Brief: Repeat the records below word for word, but start at the line that contains "Keypoint placement: for each instance of the sandstone wall", stop after the last line, and include nothing else.
** START OF Stored data **
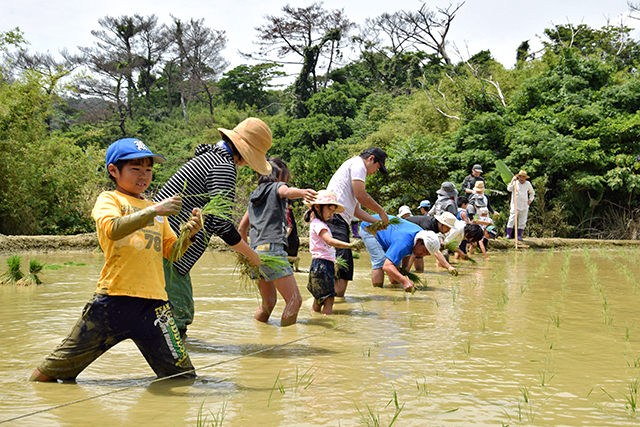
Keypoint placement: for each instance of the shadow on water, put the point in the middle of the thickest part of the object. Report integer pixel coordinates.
(196, 346)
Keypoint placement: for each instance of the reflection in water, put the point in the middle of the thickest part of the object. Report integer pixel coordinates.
(543, 338)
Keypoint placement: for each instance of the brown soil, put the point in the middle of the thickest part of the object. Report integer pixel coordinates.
(89, 242)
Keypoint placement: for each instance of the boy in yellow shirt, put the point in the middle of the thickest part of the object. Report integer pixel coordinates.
(130, 300)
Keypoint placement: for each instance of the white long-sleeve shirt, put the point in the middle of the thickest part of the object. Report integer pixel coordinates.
(525, 193)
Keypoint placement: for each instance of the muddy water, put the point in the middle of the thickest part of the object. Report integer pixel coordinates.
(529, 338)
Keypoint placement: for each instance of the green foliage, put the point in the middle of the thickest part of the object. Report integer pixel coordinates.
(47, 183)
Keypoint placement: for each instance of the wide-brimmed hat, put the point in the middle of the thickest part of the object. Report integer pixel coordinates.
(446, 218)
(379, 154)
(129, 149)
(430, 240)
(447, 189)
(404, 210)
(479, 185)
(425, 204)
(326, 197)
(252, 138)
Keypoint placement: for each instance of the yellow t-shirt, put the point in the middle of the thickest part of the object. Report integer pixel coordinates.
(133, 264)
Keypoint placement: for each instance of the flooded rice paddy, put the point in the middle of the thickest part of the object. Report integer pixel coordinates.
(529, 338)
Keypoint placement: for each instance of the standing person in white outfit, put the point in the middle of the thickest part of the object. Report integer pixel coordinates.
(522, 198)
(348, 184)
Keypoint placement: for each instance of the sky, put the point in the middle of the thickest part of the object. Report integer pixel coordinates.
(499, 26)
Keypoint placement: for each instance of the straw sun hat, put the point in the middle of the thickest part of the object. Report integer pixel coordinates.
(252, 138)
(326, 197)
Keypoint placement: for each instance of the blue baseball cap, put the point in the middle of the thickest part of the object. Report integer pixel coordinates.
(130, 148)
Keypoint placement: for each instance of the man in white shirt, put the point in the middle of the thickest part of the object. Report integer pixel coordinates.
(522, 195)
(348, 184)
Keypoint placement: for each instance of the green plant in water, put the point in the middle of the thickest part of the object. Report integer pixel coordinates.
(277, 383)
(423, 388)
(13, 273)
(35, 267)
(371, 418)
(217, 418)
(306, 379)
(413, 318)
(631, 399)
(628, 331)
(467, 347)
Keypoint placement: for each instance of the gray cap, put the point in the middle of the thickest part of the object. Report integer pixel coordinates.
(448, 189)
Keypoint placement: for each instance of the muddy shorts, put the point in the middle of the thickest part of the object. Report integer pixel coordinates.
(271, 274)
(340, 231)
(321, 279)
(107, 320)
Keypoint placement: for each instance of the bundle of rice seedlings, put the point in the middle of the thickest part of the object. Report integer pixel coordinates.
(380, 225)
(220, 206)
(412, 276)
(452, 245)
(250, 273)
(13, 273)
(32, 278)
(358, 245)
(176, 250)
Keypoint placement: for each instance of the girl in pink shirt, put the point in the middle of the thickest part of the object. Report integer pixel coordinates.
(321, 246)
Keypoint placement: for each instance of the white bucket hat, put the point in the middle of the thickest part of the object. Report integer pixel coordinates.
(404, 210)
(446, 218)
(430, 240)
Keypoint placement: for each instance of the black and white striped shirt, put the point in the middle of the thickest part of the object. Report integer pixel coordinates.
(212, 171)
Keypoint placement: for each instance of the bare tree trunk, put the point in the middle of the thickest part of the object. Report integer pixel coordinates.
(184, 109)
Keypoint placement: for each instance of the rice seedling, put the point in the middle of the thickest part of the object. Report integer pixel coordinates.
(631, 400)
(13, 273)
(35, 267)
(277, 383)
(484, 319)
(466, 347)
(371, 418)
(380, 225)
(628, 331)
(413, 318)
(218, 417)
(74, 264)
(219, 206)
(306, 379)
(250, 273)
(415, 279)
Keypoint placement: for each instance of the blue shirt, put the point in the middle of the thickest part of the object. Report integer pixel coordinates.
(396, 240)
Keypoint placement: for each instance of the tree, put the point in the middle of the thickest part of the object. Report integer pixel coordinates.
(198, 48)
(245, 85)
(611, 43)
(427, 28)
(306, 33)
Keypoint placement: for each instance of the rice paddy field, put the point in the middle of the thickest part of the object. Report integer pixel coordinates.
(530, 338)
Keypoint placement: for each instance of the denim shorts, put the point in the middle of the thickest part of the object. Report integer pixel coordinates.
(270, 274)
(375, 250)
(321, 279)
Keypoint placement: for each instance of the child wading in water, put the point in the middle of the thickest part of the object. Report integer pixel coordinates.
(266, 220)
(321, 244)
(130, 300)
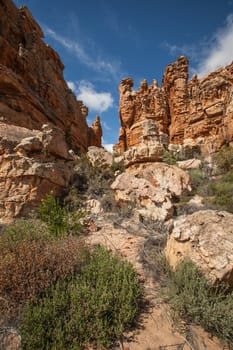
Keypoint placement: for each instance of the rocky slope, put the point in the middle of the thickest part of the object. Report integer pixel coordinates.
(32, 88)
(195, 114)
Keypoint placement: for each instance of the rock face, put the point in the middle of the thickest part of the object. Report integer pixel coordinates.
(32, 88)
(196, 115)
(151, 189)
(40, 117)
(206, 237)
(30, 167)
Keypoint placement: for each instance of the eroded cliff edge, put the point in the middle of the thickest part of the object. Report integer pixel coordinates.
(194, 115)
(40, 117)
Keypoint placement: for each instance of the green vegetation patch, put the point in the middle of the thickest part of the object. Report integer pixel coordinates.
(95, 307)
(195, 300)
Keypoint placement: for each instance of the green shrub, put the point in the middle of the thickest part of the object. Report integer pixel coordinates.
(93, 308)
(30, 261)
(59, 219)
(193, 298)
(170, 157)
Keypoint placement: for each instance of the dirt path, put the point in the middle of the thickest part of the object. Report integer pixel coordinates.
(155, 331)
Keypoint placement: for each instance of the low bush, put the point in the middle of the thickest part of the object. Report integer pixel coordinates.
(93, 308)
(59, 219)
(30, 261)
(194, 299)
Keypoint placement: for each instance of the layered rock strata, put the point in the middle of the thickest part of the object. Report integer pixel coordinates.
(32, 163)
(195, 116)
(32, 88)
(151, 189)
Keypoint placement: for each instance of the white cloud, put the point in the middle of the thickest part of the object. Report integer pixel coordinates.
(105, 125)
(96, 101)
(220, 52)
(109, 147)
(71, 85)
(96, 63)
(208, 55)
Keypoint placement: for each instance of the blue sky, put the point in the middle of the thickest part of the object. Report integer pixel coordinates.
(102, 41)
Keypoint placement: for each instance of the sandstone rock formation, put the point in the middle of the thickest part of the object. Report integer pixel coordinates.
(206, 237)
(40, 117)
(195, 115)
(151, 189)
(32, 88)
(32, 163)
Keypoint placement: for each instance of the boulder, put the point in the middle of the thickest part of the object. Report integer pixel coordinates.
(151, 188)
(205, 237)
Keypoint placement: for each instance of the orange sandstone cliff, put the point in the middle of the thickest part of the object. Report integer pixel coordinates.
(32, 88)
(196, 114)
(41, 122)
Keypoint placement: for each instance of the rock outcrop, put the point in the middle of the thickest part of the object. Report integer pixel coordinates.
(32, 163)
(32, 88)
(151, 189)
(205, 237)
(42, 125)
(194, 115)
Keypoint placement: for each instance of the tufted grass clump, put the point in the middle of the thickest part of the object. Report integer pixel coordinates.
(31, 260)
(95, 307)
(195, 300)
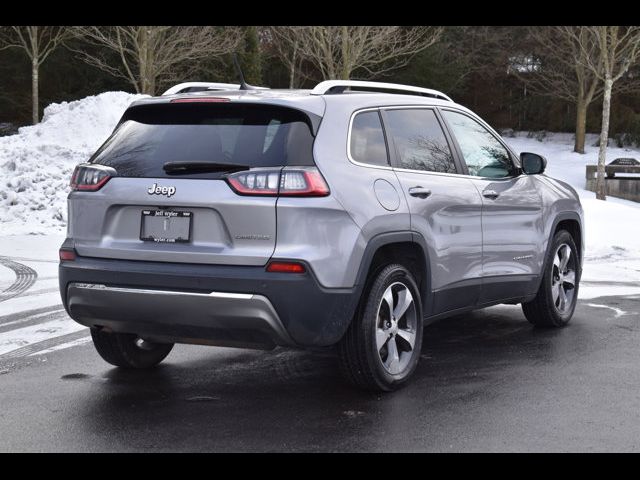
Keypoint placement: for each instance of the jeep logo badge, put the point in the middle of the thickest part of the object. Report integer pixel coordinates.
(156, 189)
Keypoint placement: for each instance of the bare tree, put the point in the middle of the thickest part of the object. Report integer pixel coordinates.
(149, 55)
(619, 48)
(339, 51)
(37, 42)
(557, 68)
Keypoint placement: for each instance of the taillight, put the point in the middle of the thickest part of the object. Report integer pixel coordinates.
(255, 182)
(285, 267)
(89, 177)
(288, 181)
(200, 100)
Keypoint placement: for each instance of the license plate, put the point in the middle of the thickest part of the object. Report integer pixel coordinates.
(165, 226)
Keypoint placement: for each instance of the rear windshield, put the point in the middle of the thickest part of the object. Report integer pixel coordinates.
(238, 134)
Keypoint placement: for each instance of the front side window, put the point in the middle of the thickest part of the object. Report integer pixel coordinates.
(419, 140)
(484, 155)
(367, 139)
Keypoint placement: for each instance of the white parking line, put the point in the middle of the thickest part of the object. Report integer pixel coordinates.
(22, 337)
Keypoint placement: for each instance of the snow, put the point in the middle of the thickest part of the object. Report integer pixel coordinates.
(37, 162)
(36, 165)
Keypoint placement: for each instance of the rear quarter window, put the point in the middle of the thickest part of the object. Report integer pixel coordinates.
(367, 144)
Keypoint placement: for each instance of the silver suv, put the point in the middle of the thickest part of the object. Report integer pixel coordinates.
(349, 215)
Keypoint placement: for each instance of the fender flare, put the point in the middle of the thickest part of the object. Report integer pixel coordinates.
(382, 239)
(561, 216)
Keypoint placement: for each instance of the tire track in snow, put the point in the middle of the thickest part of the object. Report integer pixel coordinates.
(25, 278)
(68, 340)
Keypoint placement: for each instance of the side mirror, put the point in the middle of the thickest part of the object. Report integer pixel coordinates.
(532, 163)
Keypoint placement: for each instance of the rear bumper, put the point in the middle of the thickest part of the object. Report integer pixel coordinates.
(208, 304)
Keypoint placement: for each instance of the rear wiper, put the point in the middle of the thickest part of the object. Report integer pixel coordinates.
(177, 168)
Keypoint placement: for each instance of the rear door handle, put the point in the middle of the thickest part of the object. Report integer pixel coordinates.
(490, 194)
(419, 192)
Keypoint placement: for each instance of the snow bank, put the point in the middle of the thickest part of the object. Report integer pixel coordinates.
(612, 255)
(36, 163)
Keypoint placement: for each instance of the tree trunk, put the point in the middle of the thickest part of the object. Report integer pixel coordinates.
(601, 193)
(581, 125)
(35, 103)
(147, 80)
(292, 69)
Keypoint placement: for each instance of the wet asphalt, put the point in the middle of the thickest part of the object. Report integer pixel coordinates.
(487, 381)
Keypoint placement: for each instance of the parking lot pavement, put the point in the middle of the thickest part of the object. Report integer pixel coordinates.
(487, 381)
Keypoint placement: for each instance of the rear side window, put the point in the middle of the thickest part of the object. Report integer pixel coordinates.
(483, 153)
(367, 139)
(419, 141)
(251, 135)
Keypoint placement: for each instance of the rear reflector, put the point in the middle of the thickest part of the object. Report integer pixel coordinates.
(288, 181)
(200, 100)
(286, 267)
(67, 255)
(89, 177)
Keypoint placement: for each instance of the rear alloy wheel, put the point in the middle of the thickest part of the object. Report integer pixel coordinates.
(381, 349)
(127, 350)
(556, 299)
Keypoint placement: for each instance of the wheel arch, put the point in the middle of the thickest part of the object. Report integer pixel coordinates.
(572, 222)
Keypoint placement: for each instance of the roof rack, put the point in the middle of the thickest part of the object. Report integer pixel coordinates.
(200, 86)
(339, 86)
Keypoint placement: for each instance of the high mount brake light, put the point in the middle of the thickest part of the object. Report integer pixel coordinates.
(200, 100)
(284, 182)
(67, 255)
(90, 178)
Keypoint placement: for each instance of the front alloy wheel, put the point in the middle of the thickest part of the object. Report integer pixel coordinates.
(396, 328)
(555, 301)
(563, 279)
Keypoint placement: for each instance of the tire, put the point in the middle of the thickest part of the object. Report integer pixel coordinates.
(367, 359)
(122, 349)
(548, 309)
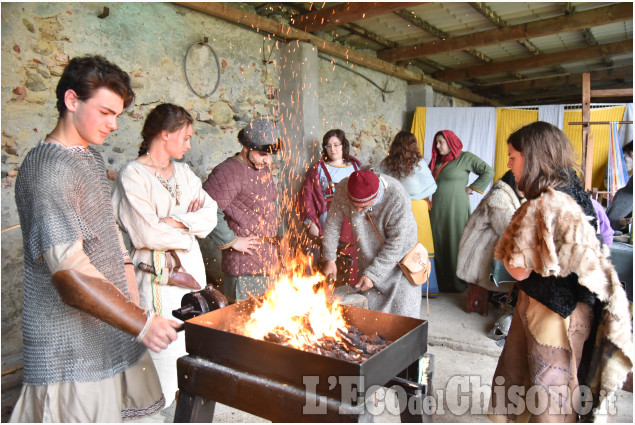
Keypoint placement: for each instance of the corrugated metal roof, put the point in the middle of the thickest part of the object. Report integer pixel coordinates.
(461, 19)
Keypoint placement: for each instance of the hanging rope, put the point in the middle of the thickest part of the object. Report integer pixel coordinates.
(384, 91)
(187, 78)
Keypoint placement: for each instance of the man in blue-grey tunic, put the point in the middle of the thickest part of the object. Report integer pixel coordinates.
(367, 199)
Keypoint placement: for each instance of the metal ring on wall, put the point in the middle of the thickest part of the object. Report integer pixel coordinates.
(202, 43)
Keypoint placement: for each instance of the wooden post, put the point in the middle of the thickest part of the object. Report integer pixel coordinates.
(586, 117)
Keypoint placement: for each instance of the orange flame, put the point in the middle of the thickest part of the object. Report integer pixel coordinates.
(293, 309)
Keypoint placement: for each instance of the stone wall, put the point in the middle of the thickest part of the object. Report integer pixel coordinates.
(150, 41)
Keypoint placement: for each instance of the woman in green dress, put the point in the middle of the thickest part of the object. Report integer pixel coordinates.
(450, 211)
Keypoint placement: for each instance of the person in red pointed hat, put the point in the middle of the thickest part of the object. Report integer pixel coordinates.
(385, 229)
(451, 168)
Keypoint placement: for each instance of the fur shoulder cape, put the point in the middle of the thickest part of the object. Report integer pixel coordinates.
(552, 236)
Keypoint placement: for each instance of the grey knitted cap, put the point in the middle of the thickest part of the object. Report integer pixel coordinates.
(262, 135)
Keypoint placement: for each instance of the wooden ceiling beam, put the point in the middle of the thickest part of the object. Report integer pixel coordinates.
(537, 61)
(572, 95)
(576, 21)
(342, 14)
(617, 73)
(431, 29)
(288, 33)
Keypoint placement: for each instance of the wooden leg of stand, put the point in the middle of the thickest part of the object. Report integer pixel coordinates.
(193, 409)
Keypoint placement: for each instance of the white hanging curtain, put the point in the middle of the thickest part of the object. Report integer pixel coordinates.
(626, 130)
(475, 126)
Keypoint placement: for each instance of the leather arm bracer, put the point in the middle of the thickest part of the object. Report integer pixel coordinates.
(100, 299)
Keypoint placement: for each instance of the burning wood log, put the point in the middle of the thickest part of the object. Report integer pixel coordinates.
(256, 300)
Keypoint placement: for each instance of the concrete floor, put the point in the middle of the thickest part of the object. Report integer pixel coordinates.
(463, 355)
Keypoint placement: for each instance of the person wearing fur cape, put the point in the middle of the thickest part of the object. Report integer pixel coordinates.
(570, 343)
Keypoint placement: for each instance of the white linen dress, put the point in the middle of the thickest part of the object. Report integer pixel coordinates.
(140, 200)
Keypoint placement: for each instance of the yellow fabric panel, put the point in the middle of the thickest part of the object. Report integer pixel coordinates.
(600, 133)
(508, 121)
(419, 127)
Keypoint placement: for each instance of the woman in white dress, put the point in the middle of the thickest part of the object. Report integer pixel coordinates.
(162, 207)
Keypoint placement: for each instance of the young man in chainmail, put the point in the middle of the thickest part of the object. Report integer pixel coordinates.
(85, 355)
(247, 232)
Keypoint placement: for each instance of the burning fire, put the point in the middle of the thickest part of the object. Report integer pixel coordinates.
(295, 312)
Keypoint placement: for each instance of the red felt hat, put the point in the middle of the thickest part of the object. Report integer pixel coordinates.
(363, 186)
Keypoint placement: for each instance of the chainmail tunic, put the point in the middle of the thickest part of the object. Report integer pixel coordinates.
(63, 196)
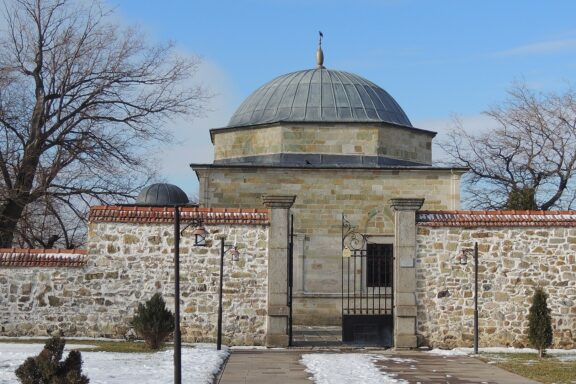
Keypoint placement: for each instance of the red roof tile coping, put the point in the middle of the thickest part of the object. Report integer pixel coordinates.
(26, 257)
(496, 218)
(143, 214)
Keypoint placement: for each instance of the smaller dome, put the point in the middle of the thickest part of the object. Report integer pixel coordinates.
(162, 194)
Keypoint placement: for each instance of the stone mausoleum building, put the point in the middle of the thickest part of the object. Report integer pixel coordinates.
(331, 213)
(344, 148)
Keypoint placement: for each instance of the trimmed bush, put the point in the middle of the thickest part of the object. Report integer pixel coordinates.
(540, 322)
(153, 322)
(46, 368)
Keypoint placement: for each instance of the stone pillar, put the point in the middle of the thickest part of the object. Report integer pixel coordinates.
(277, 322)
(405, 271)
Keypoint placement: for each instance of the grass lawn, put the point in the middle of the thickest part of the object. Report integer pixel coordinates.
(101, 345)
(546, 370)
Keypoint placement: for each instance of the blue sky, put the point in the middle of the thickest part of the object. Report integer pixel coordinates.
(436, 58)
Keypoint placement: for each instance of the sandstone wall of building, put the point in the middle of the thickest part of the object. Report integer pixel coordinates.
(340, 139)
(126, 264)
(513, 261)
(323, 195)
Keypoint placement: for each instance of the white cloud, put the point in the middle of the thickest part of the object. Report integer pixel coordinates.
(540, 48)
(192, 142)
(474, 124)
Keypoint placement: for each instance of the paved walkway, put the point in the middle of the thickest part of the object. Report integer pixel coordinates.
(282, 366)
** END OF Stored data **
The solution:
Keypoint placement: for each instance of the sandstone wall of building, put the point in the middle of the thickest part of the object. Report integer pixel coordinates.
(340, 139)
(126, 264)
(513, 261)
(323, 195)
Keypoint placement: for each instance of the white cloud, put the point in the middle of the thickest part of the object. Report integer pixel coordinates.
(540, 48)
(192, 142)
(474, 124)
Keypoint placement: for each instance of the paved walkway, put the point in the middle of the thickest part of the object. Report integer pixel coordinates.
(282, 366)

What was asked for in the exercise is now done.